# Provided records
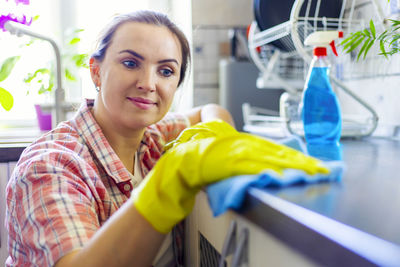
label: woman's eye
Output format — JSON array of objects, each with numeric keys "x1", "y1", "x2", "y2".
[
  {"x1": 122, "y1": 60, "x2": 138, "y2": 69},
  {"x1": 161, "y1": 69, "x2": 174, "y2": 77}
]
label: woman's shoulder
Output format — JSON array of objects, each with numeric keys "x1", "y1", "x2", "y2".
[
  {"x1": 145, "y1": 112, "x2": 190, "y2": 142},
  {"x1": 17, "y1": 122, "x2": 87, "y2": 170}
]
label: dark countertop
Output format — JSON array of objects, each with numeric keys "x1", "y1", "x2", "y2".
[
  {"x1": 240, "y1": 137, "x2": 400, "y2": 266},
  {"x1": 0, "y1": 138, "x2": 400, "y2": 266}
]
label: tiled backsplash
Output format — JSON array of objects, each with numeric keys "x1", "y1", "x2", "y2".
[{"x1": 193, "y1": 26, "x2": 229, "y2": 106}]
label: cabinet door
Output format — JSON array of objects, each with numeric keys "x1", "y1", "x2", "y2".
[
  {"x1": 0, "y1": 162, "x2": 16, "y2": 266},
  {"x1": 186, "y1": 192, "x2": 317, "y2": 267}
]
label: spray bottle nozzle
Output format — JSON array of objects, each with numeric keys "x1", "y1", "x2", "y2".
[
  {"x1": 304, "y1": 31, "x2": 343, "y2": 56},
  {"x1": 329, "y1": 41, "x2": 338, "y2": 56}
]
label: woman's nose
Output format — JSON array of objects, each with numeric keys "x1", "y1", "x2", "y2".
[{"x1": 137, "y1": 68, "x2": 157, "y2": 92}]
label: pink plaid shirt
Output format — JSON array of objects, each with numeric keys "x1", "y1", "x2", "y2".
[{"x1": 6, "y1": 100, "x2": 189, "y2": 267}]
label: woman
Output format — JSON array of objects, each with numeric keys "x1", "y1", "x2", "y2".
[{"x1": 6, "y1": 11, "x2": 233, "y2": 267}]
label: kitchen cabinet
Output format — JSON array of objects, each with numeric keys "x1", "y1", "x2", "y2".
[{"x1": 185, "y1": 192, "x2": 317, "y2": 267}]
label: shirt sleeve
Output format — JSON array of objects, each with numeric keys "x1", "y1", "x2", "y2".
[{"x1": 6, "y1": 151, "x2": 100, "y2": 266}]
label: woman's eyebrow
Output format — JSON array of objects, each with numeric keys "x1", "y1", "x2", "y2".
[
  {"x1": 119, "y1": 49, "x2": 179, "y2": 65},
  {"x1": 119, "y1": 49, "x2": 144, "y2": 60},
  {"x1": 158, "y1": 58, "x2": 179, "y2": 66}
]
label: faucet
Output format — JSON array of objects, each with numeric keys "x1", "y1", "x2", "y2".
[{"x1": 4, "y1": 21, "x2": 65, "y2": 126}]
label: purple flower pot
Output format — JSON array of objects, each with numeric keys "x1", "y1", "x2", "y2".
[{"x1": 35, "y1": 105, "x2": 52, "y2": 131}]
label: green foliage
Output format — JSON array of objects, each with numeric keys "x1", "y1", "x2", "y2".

# Goal
Please locate every line in the listing above that contains the word "cabinet" and copy each of those lines out in full. Matching is case-sensitive.

# Written response
label: cabinet door
label: kitchen cabinet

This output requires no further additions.